(Tasks to carry out):
(a) Copy the passage from the article on PNA and the origin of life, between "Peptide nucleic acid" and "in new ways.", inclusive.
(b) Write the next part of the article on PNA and the origin of life, picking up after its final sentence.

Tuesday, November 25, 2008

Was a triple helix the precursor to RNA in the origin of life?

original article:

Peptide nucleic acid (gold) readily enters DNA's major groove to form triple-stranded and other structures with DNA, allowing it to modify the activity of genes in new ways.
Jean-Francois Podevin

Origin of Life?
A major goal of these efforts to create life de novo in the laboratory is to better understand how life may have started on earth. Considering the detailed microbiology of contemporary life-forms, it seems very clear that RNA is probably more primordial and central to life than DNA and proteins. This one molecule can carry both the genotype (the genetic sequence information) of an organism and the phenotype (catalytic functions). For this reason as well as other evidence, many scientists now accept the idea that our DNA/RNA/protein world was preceded by an RNA world [see “The Origin of Life on the Earth,” by Leslie E. Orgel; Scientific American, October 1994].

Yet it is very unclear how primitive prebiotic conditions could have produced RNA molecules, in particular the sugar ribose in the RNA backbone. Further, even if RNA molecules were produced, RNA’s very poor chemical stability hardly would have allowed the molecules to survive unprotected long enough to play a central role in the initial chemical evolution of life. Thus, a molecule like PNA appears very attractive as a candidate for a pre-RNA world: it is extremely stable and chemically simple, and it carries sequence information.

In 2000 Stanley L. Miller, famous for his seminal experiments more than 50 years ago showing that amino acids can form under conditions believed to simulate those on the primitive earth, identified precursors of PNA in similar experiments. Researchers have also shown that sequence information in a PNA oligomer can be transferred by “chemical copying” to another PNA oligomer or to an RNA molecule—processes needed for a PNA world and then a following transitional PNA/RNA world. Admittedly, it is a long leap from these scanty observations to building a strong case for a pre-RNA world based on PNA or some very similar molecule, and for the hypothesis to have any legs at all, scientists must uncover PNA molecules possessing catalytic activity.

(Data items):
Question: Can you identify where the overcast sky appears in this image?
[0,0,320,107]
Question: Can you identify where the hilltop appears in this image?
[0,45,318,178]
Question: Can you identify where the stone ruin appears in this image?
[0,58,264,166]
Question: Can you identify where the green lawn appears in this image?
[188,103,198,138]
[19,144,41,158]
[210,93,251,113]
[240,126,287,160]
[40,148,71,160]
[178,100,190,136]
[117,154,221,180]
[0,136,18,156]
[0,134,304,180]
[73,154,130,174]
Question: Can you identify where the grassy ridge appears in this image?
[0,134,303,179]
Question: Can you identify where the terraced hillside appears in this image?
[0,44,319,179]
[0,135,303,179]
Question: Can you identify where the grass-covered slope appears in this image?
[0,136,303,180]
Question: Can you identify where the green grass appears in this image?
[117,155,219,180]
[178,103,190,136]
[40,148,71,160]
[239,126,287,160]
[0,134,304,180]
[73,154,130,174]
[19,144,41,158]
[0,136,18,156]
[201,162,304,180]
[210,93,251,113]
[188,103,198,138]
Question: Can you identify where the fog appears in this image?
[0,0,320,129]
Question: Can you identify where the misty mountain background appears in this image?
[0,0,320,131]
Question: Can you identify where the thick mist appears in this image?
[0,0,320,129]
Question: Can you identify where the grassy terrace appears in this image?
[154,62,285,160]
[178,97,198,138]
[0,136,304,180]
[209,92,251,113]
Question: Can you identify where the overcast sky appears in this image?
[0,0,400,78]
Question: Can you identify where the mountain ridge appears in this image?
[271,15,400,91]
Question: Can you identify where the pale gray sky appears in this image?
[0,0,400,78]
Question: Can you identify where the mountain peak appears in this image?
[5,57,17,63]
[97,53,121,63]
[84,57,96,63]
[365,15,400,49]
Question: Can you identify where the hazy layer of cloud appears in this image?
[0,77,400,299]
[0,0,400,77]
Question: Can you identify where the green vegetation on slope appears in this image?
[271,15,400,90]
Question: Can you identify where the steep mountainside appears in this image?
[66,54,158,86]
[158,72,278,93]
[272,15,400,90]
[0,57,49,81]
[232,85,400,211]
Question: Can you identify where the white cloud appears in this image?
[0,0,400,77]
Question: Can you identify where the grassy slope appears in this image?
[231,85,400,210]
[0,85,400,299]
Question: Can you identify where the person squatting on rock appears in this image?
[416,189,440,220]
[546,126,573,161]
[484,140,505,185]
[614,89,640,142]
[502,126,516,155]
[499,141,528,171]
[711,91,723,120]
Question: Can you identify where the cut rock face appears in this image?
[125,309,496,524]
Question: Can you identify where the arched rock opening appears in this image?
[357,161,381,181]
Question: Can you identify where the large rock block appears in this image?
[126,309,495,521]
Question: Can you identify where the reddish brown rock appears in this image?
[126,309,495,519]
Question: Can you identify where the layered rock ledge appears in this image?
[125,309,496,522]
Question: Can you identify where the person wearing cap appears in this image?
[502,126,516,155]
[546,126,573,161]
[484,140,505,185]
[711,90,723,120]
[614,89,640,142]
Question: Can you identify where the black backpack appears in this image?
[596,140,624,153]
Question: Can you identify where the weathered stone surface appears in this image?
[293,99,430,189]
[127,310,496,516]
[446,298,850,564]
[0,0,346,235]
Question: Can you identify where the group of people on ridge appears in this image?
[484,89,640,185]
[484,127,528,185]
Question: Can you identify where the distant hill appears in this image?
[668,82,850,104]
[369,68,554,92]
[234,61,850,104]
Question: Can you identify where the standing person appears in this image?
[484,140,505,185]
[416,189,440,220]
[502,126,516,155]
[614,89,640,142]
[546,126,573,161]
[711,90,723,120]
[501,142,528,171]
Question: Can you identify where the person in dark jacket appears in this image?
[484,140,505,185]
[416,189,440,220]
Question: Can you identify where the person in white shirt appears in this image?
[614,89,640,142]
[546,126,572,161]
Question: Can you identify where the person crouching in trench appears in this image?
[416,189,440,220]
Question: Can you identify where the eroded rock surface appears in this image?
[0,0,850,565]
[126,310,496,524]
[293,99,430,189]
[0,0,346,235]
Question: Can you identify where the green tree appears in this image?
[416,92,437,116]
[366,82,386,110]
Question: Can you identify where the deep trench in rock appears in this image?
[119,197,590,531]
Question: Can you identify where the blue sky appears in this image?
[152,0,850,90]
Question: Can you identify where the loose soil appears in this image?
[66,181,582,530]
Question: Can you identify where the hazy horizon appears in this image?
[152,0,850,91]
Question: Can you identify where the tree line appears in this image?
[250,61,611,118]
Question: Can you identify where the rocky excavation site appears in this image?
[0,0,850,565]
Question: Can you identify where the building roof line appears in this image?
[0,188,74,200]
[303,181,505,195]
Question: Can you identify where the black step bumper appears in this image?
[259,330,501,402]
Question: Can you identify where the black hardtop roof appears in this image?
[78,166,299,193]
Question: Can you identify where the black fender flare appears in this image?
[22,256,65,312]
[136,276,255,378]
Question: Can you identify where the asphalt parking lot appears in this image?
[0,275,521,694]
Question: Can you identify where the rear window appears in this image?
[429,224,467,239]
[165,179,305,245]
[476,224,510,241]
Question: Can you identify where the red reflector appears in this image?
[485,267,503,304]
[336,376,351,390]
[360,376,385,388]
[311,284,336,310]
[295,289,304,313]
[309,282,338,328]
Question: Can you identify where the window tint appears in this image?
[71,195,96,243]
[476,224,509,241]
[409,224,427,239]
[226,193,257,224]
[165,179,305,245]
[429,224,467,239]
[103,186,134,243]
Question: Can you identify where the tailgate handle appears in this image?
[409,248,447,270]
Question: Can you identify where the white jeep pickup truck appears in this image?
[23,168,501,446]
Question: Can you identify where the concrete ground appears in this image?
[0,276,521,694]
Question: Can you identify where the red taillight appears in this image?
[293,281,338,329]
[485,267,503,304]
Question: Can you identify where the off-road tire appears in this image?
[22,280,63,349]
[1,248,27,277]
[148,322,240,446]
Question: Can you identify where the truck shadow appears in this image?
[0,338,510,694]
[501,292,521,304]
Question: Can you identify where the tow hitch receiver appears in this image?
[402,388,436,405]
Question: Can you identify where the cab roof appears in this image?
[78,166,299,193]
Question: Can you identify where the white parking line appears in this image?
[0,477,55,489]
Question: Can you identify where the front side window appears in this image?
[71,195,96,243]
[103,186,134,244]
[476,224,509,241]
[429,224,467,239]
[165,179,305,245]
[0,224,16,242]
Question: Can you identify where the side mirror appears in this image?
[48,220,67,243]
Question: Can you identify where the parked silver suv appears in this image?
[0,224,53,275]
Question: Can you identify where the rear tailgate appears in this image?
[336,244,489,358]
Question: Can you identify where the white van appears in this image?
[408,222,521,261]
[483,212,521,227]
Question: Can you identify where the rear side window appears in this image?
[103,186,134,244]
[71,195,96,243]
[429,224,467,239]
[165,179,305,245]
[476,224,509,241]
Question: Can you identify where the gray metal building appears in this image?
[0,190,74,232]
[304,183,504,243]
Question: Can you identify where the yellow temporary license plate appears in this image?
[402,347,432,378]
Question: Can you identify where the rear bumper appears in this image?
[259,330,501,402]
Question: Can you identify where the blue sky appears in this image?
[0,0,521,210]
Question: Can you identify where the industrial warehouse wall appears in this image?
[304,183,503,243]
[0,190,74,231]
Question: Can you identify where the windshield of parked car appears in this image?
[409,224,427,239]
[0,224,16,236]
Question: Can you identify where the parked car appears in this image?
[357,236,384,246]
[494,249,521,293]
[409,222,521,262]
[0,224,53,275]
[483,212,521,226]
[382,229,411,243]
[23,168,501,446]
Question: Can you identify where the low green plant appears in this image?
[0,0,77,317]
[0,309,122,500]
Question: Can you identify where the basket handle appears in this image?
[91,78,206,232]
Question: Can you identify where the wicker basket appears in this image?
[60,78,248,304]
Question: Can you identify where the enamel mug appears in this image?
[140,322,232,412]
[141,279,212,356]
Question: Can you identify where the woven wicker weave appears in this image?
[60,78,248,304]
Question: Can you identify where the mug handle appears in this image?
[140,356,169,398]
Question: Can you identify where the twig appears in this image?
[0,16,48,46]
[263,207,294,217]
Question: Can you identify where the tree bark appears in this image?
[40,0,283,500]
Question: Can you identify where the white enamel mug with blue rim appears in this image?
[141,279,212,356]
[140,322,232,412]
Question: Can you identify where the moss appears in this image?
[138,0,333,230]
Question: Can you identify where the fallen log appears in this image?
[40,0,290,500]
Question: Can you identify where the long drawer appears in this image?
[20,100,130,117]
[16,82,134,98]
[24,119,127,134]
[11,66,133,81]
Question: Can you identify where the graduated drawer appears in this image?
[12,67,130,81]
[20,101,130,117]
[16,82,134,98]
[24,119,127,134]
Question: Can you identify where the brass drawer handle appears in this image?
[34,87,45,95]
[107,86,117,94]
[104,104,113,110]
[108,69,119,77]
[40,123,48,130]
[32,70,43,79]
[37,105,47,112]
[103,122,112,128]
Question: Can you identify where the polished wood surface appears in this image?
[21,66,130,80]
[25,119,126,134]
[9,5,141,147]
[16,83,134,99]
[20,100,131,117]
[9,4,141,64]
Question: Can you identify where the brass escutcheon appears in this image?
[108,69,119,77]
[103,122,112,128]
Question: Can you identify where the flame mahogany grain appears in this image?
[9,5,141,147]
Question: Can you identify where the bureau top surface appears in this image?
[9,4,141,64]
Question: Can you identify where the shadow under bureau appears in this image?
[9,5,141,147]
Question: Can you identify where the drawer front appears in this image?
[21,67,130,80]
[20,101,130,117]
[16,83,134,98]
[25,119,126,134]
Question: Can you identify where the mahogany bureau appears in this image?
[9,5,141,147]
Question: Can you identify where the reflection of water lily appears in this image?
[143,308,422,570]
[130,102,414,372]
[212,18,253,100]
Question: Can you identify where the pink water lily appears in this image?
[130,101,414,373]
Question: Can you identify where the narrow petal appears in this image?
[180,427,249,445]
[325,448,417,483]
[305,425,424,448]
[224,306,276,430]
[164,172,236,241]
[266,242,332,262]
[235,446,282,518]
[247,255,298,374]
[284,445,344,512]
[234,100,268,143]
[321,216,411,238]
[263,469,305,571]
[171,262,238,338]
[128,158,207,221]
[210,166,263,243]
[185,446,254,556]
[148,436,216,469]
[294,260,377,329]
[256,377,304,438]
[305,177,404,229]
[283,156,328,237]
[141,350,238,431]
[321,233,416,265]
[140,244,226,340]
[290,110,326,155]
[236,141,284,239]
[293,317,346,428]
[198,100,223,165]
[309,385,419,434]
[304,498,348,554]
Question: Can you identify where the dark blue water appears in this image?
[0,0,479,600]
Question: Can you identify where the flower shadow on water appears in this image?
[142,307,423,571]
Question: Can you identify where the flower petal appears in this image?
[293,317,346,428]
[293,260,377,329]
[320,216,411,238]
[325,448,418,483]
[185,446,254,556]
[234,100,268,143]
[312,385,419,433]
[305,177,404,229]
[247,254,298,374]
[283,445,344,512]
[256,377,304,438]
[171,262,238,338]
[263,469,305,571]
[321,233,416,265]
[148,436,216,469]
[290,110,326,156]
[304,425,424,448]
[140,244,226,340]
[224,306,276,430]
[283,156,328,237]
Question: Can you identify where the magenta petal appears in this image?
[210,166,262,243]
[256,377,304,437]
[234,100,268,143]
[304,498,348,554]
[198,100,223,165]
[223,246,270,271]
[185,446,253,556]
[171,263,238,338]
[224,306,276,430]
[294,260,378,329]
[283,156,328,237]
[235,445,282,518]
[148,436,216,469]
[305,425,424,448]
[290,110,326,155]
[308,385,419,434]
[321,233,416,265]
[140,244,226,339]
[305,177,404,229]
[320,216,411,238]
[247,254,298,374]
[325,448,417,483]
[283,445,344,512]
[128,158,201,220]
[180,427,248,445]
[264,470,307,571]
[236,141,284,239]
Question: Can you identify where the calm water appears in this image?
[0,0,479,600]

(Answers for the tasks):
(a)
Peptide nucleic acid (gold) readily enters DNA's major groove to form triple-stranded and other structures with DNA, allowing it to modify the activity of genes in new ways.

(b)
Much remains to be learned about PNA 15 years after its discovery: Are catalytic PNA molecules possible? What is a good system for delivering therapeutic PNA into cells? Can a totally alien, PNA-based life-form be created in the lab? I am confident these questions and many others will be well answered over the next 15 years.

In addition to fomenting exciting medical research, these amazing molecules have inspired speculations relating to the origin of life on earth. Some scientists have suggested that PNAs or a very similar molecule may have formed the basis of an early kind of life at a time before proteins, DNA and RNA had evolved. Perhaps rather than creating novel life, artificial-life researchers will be re-creating our earliest ancestors.

Yet a genetic replication system is only one component of life, albeit a central one. The essence of life is a network of chemical reactions functioning in a state that is relatively stable yet not in equilibrium and that is open to both inputs and outputs [see “A Simpler Origin for Life,” by Robert Shapiro; Scientific American, June 2007]. A major challenge will therefore be to incorporate the self-replicating molecule in a larger system that carries out other catalytic activity and has a metabolic cycle and to integrate the system with a physical compartment such as a lipid vesicle, forming what some researchers call a “protocell.